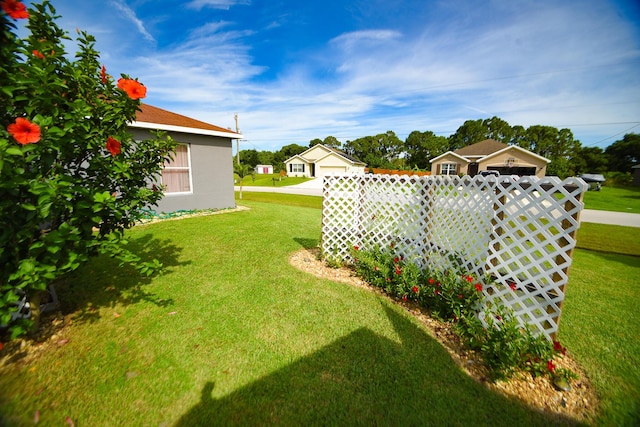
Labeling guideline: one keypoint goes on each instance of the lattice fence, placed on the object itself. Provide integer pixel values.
(517, 230)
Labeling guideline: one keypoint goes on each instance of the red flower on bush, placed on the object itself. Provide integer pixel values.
(558, 347)
(134, 88)
(103, 74)
(113, 145)
(15, 9)
(24, 131)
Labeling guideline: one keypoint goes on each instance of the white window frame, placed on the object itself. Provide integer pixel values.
(445, 169)
(181, 168)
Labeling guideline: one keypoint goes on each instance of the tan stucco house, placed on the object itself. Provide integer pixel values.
(490, 155)
(321, 160)
(201, 174)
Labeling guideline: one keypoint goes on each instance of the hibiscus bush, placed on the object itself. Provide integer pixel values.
(457, 296)
(72, 178)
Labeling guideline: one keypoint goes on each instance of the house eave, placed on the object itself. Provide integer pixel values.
(190, 130)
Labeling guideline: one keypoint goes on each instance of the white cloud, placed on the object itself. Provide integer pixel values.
(131, 15)
(216, 4)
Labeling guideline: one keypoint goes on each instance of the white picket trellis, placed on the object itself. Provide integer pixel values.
(520, 231)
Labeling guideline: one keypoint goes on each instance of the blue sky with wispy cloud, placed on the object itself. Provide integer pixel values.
(297, 70)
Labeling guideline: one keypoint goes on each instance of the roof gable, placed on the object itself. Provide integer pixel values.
(150, 117)
(328, 152)
(481, 149)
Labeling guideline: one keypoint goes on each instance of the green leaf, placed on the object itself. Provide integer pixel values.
(14, 151)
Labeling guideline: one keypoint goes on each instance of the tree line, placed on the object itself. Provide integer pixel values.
(385, 150)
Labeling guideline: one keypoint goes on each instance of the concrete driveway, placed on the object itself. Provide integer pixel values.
(314, 188)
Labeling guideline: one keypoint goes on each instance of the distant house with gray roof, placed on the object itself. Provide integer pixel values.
(490, 155)
(321, 160)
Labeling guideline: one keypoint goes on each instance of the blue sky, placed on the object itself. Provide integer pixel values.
(295, 70)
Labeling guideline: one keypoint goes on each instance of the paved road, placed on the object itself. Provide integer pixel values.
(314, 188)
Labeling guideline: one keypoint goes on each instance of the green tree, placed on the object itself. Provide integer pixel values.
(590, 160)
(315, 142)
(470, 132)
(556, 145)
(72, 177)
(332, 141)
(423, 146)
(624, 154)
(380, 151)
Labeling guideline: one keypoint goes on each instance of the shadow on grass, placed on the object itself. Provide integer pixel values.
(307, 243)
(103, 282)
(367, 379)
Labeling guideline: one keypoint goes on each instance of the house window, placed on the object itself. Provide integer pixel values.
(297, 167)
(449, 168)
(176, 175)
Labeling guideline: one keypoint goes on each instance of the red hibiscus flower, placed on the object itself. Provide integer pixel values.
(15, 9)
(134, 89)
(24, 131)
(558, 347)
(103, 74)
(113, 145)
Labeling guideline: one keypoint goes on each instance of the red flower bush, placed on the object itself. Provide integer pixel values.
(103, 74)
(114, 146)
(133, 88)
(15, 9)
(24, 131)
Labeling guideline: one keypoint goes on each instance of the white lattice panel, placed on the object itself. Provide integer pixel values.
(520, 231)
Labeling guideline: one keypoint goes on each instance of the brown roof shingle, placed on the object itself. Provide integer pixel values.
(151, 114)
(482, 148)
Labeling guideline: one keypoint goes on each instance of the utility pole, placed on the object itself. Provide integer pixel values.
(235, 116)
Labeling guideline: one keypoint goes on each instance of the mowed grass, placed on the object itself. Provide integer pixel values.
(270, 180)
(618, 199)
(232, 334)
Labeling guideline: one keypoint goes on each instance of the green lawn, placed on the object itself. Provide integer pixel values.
(270, 180)
(626, 199)
(232, 334)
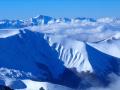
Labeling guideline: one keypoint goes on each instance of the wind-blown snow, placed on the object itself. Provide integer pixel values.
(48, 49)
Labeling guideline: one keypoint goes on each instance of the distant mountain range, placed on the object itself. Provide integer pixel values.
(59, 54)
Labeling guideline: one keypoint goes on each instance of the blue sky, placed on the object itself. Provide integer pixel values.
(23, 9)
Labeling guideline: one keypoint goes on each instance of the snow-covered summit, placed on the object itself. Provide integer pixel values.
(59, 51)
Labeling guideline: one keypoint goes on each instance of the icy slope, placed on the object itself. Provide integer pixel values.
(75, 52)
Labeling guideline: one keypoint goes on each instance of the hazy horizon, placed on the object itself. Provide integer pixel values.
(24, 9)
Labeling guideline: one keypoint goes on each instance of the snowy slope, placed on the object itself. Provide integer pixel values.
(53, 52)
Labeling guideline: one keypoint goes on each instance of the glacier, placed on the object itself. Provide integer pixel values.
(59, 54)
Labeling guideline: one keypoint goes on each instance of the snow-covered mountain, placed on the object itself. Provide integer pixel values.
(59, 54)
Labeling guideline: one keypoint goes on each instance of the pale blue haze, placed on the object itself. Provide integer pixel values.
(23, 9)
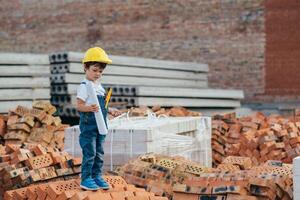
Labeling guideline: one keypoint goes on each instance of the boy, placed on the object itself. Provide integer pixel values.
(93, 115)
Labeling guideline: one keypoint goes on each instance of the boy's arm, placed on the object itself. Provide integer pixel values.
(114, 112)
(81, 107)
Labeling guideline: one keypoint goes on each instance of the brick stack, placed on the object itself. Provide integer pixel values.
(23, 166)
(34, 125)
(64, 190)
(235, 178)
(259, 137)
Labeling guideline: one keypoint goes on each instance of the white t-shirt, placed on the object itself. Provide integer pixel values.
(83, 94)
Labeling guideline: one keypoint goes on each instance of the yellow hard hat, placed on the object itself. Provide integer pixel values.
(96, 54)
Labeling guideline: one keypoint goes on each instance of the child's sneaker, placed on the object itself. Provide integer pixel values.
(89, 184)
(101, 183)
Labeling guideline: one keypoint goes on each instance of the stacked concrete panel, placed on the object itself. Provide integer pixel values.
(23, 79)
(140, 81)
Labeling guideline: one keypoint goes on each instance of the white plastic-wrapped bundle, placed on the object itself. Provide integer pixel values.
(130, 137)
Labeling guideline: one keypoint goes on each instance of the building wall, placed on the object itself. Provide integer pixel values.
(282, 50)
(229, 35)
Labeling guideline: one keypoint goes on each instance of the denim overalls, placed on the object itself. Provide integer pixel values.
(91, 142)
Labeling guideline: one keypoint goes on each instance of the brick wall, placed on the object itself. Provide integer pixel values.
(229, 35)
(283, 50)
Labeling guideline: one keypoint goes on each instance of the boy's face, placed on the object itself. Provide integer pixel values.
(94, 72)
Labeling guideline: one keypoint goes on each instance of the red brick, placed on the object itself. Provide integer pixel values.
(185, 196)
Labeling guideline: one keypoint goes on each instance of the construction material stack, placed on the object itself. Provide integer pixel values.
(131, 137)
(257, 136)
(70, 190)
(24, 78)
(140, 81)
(29, 164)
(236, 178)
(34, 125)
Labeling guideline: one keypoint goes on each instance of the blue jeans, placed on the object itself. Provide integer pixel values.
(91, 143)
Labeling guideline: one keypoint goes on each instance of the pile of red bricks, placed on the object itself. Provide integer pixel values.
(236, 178)
(158, 110)
(258, 136)
(35, 125)
(30, 164)
(70, 190)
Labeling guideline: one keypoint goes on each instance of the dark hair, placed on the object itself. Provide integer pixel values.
(97, 64)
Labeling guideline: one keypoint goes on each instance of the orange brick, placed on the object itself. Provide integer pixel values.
(137, 198)
(39, 150)
(31, 192)
(41, 191)
(141, 194)
(158, 198)
(80, 195)
(57, 188)
(67, 195)
(2, 126)
(21, 194)
(185, 196)
(8, 195)
(98, 195)
(40, 161)
(118, 195)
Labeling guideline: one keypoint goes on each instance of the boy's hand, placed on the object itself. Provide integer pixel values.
(93, 108)
(114, 112)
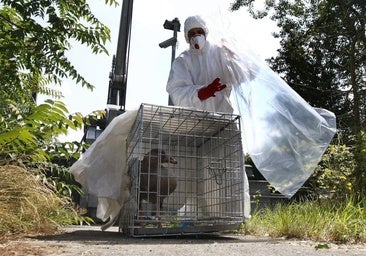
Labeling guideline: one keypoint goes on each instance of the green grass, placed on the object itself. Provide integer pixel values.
(342, 222)
(28, 206)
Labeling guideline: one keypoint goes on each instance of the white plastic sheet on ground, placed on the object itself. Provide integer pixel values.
(283, 134)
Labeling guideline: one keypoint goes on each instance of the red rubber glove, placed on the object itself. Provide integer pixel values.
(210, 90)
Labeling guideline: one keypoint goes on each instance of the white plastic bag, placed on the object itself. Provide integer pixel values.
(283, 134)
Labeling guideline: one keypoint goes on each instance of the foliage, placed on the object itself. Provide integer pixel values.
(35, 37)
(322, 57)
(359, 150)
(27, 131)
(333, 177)
(28, 206)
(322, 54)
(323, 220)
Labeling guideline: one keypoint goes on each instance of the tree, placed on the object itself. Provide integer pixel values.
(322, 54)
(34, 39)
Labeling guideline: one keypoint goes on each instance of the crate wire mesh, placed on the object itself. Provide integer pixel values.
(206, 182)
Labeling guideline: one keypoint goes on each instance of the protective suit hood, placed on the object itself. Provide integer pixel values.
(194, 22)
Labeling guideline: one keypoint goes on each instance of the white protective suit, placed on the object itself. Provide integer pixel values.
(194, 69)
(283, 134)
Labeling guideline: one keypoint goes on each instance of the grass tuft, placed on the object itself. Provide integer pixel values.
(325, 220)
(28, 206)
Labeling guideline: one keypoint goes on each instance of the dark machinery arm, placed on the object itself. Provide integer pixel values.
(118, 75)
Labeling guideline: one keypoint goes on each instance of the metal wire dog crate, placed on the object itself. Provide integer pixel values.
(192, 162)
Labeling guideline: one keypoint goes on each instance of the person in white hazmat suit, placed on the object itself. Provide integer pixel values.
(283, 134)
(202, 77)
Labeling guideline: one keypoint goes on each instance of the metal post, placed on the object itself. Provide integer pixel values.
(175, 26)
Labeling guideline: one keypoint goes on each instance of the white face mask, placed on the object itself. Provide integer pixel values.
(198, 42)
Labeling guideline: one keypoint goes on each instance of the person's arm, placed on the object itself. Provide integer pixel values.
(180, 86)
(238, 68)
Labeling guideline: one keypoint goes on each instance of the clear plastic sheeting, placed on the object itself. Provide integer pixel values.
(283, 134)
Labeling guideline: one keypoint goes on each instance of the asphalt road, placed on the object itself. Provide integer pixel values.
(91, 241)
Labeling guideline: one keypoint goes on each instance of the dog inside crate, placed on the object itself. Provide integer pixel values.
(186, 177)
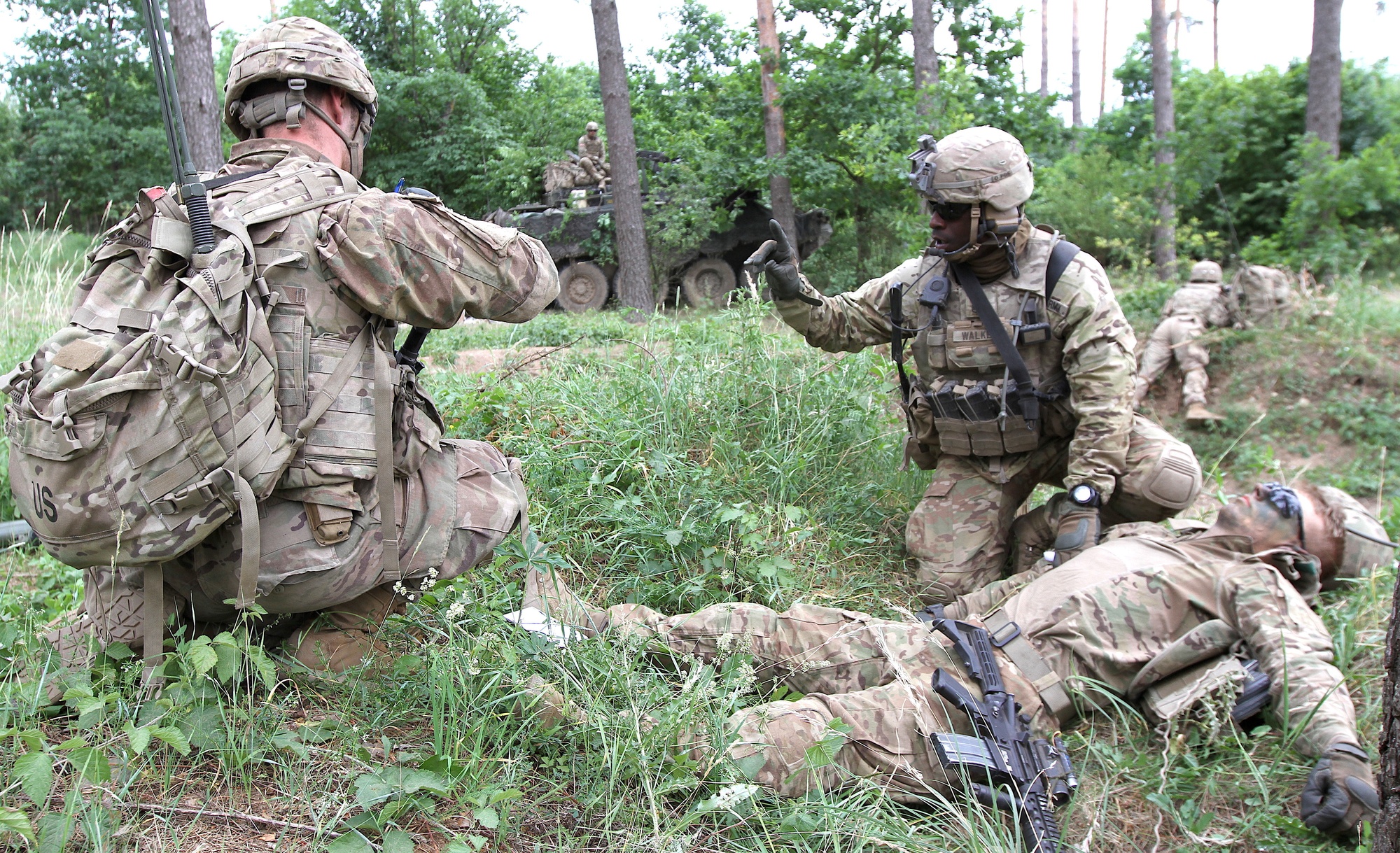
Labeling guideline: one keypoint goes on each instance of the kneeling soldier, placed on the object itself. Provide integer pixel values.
(1024, 368)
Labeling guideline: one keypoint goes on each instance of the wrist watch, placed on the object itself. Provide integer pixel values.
(1086, 495)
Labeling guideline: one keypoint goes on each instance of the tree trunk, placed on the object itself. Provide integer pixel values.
(1076, 97)
(926, 59)
(1045, 48)
(634, 277)
(1324, 118)
(1387, 829)
(775, 130)
(1104, 64)
(1216, 32)
(1164, 113)
(192, 45)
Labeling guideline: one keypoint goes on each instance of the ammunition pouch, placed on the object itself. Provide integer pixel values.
(967, 418)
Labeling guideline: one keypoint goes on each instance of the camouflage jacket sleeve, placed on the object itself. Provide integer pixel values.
(1294, 648)
(414, 260)
(853, 320)
(1100, 365)
(995, 595)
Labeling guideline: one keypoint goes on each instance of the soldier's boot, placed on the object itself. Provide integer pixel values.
(547, 592)
(542, 704)
(346, 635)
(113, 612)
(1199, 416)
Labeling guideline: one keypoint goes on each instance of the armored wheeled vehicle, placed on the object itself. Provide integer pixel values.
(576, 224)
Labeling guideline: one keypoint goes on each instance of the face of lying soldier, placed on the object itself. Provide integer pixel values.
(1278, 516)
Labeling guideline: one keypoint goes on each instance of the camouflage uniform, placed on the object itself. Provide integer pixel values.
(1080, 361)
(1203, 302)
(593, 157)
(960, 532)
(1102, 616)
(370, 258)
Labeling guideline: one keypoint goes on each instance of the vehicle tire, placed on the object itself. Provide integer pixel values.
(708, 283)
(583, 285)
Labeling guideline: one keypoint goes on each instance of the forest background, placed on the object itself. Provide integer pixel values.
(472, 115)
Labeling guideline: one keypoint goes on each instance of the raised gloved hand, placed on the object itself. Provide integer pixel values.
(1340, 792)
(779, 262)
(1079, 529)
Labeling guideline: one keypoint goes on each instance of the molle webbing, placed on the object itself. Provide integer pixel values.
(1007, 635)
(992, 322)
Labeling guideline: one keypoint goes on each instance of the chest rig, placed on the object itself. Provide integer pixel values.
(1196, 299)
(988, 358)
(332, 358)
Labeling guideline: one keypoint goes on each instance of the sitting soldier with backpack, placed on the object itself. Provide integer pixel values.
(227, 427)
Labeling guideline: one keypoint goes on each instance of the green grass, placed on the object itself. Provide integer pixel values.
(677, 463)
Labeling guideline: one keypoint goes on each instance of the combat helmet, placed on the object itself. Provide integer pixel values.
(295, 50)
(982, 167)
(1366, 544)
(1208, 272)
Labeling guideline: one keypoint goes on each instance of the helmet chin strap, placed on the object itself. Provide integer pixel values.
(292, 105)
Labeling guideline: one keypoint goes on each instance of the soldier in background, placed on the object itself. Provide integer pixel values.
(989, 434)
(593, 154)
(302, 101)
(1268, 294)
(1199, 305)
(1140, 613)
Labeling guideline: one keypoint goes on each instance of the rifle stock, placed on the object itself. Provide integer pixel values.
(192, 192)
(1026, 777)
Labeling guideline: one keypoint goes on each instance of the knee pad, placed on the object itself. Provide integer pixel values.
(1163, 488)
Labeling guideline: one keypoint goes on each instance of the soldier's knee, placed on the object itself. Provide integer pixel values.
(941, 582)
(1164, 479)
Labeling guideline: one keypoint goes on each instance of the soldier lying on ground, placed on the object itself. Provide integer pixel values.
(303, 101)
(1055, 409)
(1199, 305)
(1125, 613)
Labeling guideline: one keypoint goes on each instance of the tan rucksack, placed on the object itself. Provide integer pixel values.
(153, 417)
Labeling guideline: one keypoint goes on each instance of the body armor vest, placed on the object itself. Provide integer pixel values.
(1196, 299)
(962, 400)
(313, 330)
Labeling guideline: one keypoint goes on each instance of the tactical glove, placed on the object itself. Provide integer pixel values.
(1340, 792)
(779, 262)
(1079, 529)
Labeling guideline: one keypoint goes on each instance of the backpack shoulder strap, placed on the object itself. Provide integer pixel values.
(1060, 256)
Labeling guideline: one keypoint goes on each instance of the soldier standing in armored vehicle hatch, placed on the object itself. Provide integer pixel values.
(593, 154)
(1041, 395)
(341, 259)
(1189, 312)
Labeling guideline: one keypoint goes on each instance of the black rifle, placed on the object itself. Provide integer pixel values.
(192, 192)
(408, 354)
(1026, 777)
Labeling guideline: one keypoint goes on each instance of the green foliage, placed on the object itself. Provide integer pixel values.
(82, 129)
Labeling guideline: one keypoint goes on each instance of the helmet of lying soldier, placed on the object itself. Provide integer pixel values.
(983, 167)
(1208, 272)
(298, 52)
(1366, 544)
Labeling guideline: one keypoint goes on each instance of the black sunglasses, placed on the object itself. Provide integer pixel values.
(1287, 502)
(950, 211)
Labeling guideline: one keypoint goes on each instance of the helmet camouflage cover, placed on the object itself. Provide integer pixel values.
########
== Short problem ==
Reproduce the lines of the entries above exactly, but only from the line containing "knee pad, placed" through the final line.

== The reply ==
Labeling guideline: one keypoint goes on each instance of the knee pad, placed on the object itself. Provide integer pixel values.
(1163, 488)
Labeling guideline: one keypoint goes on each instance of the soldier's knee, placed on the object itself. Provide integer pixel values.
(941, 582)
(1164, 479)
Labeling guideline: one keypoint goes on each instance of the soldier lying on ground, placed on the object itself. Provide integer pixel values.
(303, 101)
(1055, 409)
(1199, 305)
(1125, 613)
Labeling guideline: one keypoint goes on each instance of the tan rucksack, placed on the object itself. Provide integer pixel values.
(153, 417)
Labeling guideline: one keypoint goes on each instance of the body armor vest, placed on the object itself. Provide integer pixel values.
(1196, 299)
(962, 400)
(313, 330)
Labeling guideline: one keypoint goes on each instance of the tactical glove, placed on the object itself. Provide integer pixel values.
(1340, 792)
(779, 262)
(1079, 529)
Labeling guideline: one keypoint goes on each instance of the backpack shoulder strap, placed on the object itself. Provide integer pixel values.
(1060, 256)
Labeling guideline: one keypoint goes on each instance of the soldier standing in armored vehicle hatch, placed on the object itself. Provide integer pixel values.
(593, 154)
(1041, 395)
(341, 259)
(1189, 312)
Labeling guideline: one keypoint goes on each instance of the black rifle, placed on the object itself. Provide integer pixel values.
(192, 192)
(408, 354)
(1026, 777)
Labeling guideline: one keypoint goes on each instance of the green foliage, placed on the object itself. Provide integer pixel values.
(82, 129)
Labeling guideline: one keypoint goes on each instance of the helmet of lying soldier, placed on the object itself. Provide integer pixel values.
(983, 167)
(1208, 272)
(298, 52)
(1366, 544)
Labeling guideline: one keypoint goes on each instance of the black sunglasses, placed on the object itself. Provide integer pixel values.
(1287, 502)
(950, 211)
Labeling guideline: one keypoint goes on each instance of the helmet camouflage cover, placed on the object itself. Provide integer pixel values.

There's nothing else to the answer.